_Coordinate annotation entries:_
##############################

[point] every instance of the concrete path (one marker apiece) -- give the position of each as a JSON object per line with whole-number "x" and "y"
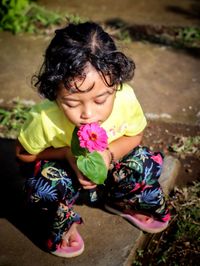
{"x": 109, "y": 239}
{"x": 167, "y": 82}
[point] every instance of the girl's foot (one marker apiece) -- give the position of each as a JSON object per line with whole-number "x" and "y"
{"x": 72, "y": 244}
{"x": 70, "y": 238}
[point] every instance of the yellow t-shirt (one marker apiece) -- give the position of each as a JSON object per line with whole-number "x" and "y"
{"x": 47, "y": 126}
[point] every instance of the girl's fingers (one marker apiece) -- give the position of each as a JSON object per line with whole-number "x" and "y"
{"x": 89, "y": 187}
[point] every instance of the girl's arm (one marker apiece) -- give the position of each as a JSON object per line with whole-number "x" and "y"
{"x": 124, "y": 145}
{"x": 51, "y": 153}
{"x": 120, "y": 147}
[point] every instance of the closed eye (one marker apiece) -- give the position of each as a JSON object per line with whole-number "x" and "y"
{"x": 71, "y": 104}
{"x": 101, "y": 100}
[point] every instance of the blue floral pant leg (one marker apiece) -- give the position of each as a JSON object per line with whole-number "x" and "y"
{"x": 133, "y": 183}
{"x": 52, "y": 189}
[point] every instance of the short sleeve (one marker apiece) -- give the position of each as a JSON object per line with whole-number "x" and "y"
{"x": 32, "y": 135}
{"x": 136, "y": 121}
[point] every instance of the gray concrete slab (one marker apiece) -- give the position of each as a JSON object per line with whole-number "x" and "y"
{"x": 109, "y": 239}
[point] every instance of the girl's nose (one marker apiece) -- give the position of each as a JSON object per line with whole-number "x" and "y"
{"x": 86, "y": 112}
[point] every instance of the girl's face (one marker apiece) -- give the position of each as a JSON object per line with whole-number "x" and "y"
{"x": 93, "y": 104}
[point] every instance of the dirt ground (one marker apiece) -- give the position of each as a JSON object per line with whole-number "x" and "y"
{"x": 162, "y": 136}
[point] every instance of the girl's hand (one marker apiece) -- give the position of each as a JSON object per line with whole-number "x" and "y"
{"x": 85, "y": 182}
{"x": 106, "y": 157}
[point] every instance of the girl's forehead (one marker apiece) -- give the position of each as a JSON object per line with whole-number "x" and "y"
{"x": 86, "y": 82}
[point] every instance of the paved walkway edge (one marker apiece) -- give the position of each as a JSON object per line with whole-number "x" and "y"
{"x": 167, "y": 180}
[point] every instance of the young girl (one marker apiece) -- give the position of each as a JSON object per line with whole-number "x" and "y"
{"x": 83, "y": 80}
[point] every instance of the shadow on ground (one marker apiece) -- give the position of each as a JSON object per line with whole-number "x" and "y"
{"x": 164, "y": 35}
{"x": 12, "y": 195}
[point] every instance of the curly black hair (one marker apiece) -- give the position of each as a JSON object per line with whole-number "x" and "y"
{"x": 71, "y": 49}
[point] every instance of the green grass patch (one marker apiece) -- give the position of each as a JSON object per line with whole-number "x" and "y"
{"x": 180, "y": 243}
{"x": 20, "y": 16}
{"x": 12, "y": 119}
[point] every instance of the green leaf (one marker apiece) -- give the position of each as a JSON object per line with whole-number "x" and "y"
{"x": 75, "y": 144}
{"x": 93, "y": 167}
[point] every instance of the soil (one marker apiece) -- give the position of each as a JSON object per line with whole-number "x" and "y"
{"x": 162, "y": 136}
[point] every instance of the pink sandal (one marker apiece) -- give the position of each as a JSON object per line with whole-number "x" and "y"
{"x": 70, "y": 252}
{"x": 151, "y": 226}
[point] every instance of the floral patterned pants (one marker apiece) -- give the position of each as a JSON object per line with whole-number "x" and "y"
{"x": 132, "y": 184}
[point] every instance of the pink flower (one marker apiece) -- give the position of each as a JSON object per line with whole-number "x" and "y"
{"x": 92, "y": 137}
{"x": 157, "y": 158}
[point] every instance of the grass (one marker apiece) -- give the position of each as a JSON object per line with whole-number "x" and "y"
{"x": 180, "y": 243}
{"x": 19, "y": 16}
{"x": 12, "y": 119}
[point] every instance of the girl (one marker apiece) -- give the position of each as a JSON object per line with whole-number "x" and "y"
{"x": 83, "y": 79}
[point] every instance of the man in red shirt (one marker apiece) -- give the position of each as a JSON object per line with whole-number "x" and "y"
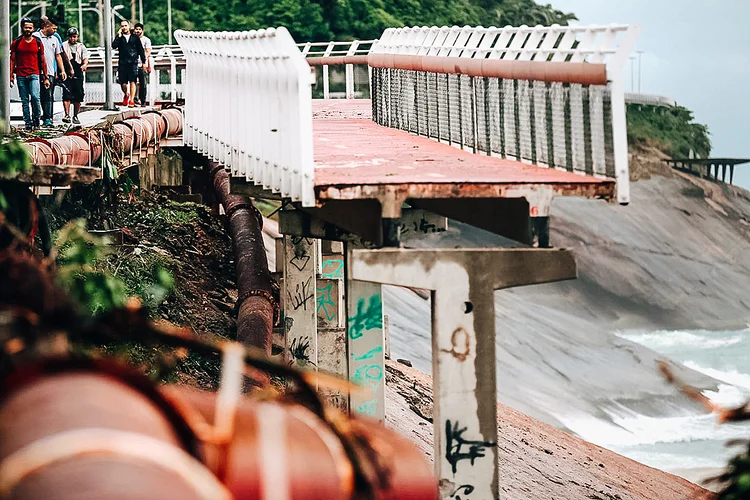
{"x": 27, "y": 62}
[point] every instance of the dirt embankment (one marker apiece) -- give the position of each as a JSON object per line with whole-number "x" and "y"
{"x": 537, "y": 461}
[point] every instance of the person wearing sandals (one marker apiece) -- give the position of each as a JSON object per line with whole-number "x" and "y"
{"x": 129, "y": 50}
{"x": 78, "y": 55}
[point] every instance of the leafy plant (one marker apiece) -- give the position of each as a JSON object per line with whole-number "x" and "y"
{"x": 80, "y": 254}
{"x": 14, "y": 160}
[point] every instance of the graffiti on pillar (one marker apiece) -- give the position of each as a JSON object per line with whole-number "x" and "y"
{"x": 458, "y": 448}
{"x": 369, "y": 354}
{"x": 325, "y": 302}
{"x": 460, "y": 346}
{"x": 332, "y": 269}
{"x": 368, "y": 407}
{"x": 299, "y": 349}
{"x": 464, "y": 489}
{"x": 366, "y": 318}
{"x": 302, "y": 295}
{"x": 368, "y": 376}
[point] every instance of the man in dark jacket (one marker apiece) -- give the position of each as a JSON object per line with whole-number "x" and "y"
{"x": 129, "y": 49}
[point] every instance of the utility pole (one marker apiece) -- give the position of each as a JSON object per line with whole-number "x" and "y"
{"x": 5, "y": 66}
{"x": 169, "y": 20}
{"x": 108, "y": 77}
{"x": 640, "y": 52}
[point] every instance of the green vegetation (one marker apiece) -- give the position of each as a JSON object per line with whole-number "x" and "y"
{"x": 671, "y": 130}
{"x": 93, "y": 279}
{"x": 322, "y": 20}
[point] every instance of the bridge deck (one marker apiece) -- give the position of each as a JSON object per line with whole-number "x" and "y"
{"x": 356, "y": 158}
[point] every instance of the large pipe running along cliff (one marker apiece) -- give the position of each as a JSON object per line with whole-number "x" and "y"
{"x": 85, "y": 148}
{"x": 72, "y": 429}
{"x": 258, "y": 308}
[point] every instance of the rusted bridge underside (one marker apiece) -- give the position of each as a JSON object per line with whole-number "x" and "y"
{"x": 365, "y": 172}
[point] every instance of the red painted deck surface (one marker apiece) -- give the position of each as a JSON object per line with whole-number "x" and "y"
{"x": 351, "y": 150}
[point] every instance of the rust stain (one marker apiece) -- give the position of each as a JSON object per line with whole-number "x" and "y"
{"x": 460, "y": 344}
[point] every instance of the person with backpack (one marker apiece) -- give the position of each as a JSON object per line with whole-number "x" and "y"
{"x": 28, "y": 64}
{"x": 78, "y": 55}
{"x": 53, "y": 58}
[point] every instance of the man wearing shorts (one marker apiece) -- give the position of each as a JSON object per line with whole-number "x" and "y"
{"x": 78, "y": 56}
{"x": 129, "y": 50}
{"x": 28, "y": 64}
{"x": 53, "y": 58}
{"x": 143, "y": 69}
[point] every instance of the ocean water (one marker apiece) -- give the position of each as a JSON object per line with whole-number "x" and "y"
{"x": 684, "y": 442}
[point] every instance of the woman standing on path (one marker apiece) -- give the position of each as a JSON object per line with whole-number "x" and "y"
{"x": 78, "y": 55}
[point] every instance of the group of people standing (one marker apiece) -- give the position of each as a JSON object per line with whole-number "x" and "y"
{"x": 40, "y": 61}
{"x": 134, "y": 57}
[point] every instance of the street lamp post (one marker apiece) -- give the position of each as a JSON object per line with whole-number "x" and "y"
{"x": 640, "y": 52}
{"x": 108, "y": 76}
{"x": 4, "y": 66}
{"x": 169, "y": 20}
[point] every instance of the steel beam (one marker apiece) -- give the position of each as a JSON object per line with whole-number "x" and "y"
{"x": 463, "y": 343}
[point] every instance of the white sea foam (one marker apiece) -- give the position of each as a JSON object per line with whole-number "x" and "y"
{"x": 732, "y": 377}
{"x": 681, "y": 439}
{"x": 628, "y": 428}
{"x": 665, "y": 339}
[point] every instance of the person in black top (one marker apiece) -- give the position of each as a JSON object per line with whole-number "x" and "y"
{"x": 129, "y": 49}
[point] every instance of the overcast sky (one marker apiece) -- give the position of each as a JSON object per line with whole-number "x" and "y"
{"x": 697, "y": 52}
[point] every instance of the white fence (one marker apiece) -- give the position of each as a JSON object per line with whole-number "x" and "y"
{"x": 248, "y": 106}
{"x": 558, "y": 120}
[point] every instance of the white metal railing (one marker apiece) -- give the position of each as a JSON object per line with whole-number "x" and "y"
{"x": 356, "y": 82}
{"x": 312, "y": 50}
{"x": 650, "y": 100}
{"x": 248, "y": 106}
{"x": 572, "y": 126}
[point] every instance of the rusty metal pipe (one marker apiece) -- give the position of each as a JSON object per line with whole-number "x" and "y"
{"x": 41, "y": 152}
{"x": 85, "y": 148}
{"x": 274, "y": 447}
{"x": 55, "y": 405}
{"x": 308, "y": 459}
{"x": 257, "y": 306}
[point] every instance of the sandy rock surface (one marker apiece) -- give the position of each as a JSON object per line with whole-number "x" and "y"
{"x": 537, "y": 461}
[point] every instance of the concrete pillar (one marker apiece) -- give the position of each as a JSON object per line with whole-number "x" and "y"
{"x": 463, "y": 344}
{"x": 299, "y": 294}
{"x": 366, "y": 342}
{"x": 331, "y": 311}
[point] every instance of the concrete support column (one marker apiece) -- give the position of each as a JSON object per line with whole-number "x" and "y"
{"x": 331, "y": 311}
{"x": 463, "y": 345}
{"x": 299, "y": 293}
{"x": 366, "y": 342}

##############################

_Work to be completed:_
Rewrite every line of the rows, starting at the line that contains "[point] every instance of the steel" and continuing through the final line. Increase each x and y coordinate in the answers by 91, and leave all other lines unchanged.

_Answer to this exercise:_
[point] every instance of the steel beam (one marker apiece) -- give the position of each as a JSON object per line with whole-number "x" and "y"
{"x": 554, "y": 434}
[point] every instance of the white sea foam (one marker apiece) -- give the position of each as a JSON object per line with whole-number "x" and "y"
{"x": 823, "y": 468}
{"x": 772, "y": 530}
{"x": 719, "y": 519}
{"x": 756, "y": 430}
[point] every instance of the person in black top (one marker apiece) -- give the position of each as a JSON object per line with whole-number "x" and "y"
{"x": 220, "y": 140}
[point] every instance of the overcast sky (one marker apiece) -- give the position of each as a JSON object per line with whole-number "x" and "y"
{"x": 788, "y": 143}
[point] every instance of the white fence (one marker apiece) -- give the position of each as a JSON object per line with whole-number "x" and "y"
{"x": 339, "y": 197}
{"x": 649, "y": 211}
[point] every instance of the white metal railing (one marker apiece) -- give the position of each as a JSON object per line with whole-number "x" and "y"
{"x": 447, "y": 173}
{"x": 403, "y": 141}
{"x": 741, "y": 191}
{"x": 339, "y": 197}
{"x": 663, "y": 217}
[point] every instance of the rusty metal pipe (one marker apiece) -- give the position of each as a JSON object per line with whole-number "x" and "y"
{"x": 132, "y": 243}
{"x": 176, "y": 239}
{"x": 365, "y": 538}
{"x": 146, "y": 496}
{"x": 399, "y": 550}
{"x": 348, "y": 397}
[point] every instance of the sandy rock surface (one marker apiece) -- give the position of each as a JSON object per line with whole-number "x" and "y"
{"x": 628, "y": 552}
[point] every instance of the concrete pillar (one marker apiece) -- give the position of each as a JSON object per line with whole-number "x" and "y"
{"x": 554, "y": 435}
{"x": 390, "y": 385}
{"x": 457, "y": 433}
{"x": 422, "y": 402}
[point] every instance of the concrete support column (one marker apiece) -- give the position of each as a JSON object per line with whole-number "x" and "y"
{"x": 422, "y": 402}
{"x": 554, "y": 436}
{"x": 390, "y": 384}
{"x": 457, "y": 433}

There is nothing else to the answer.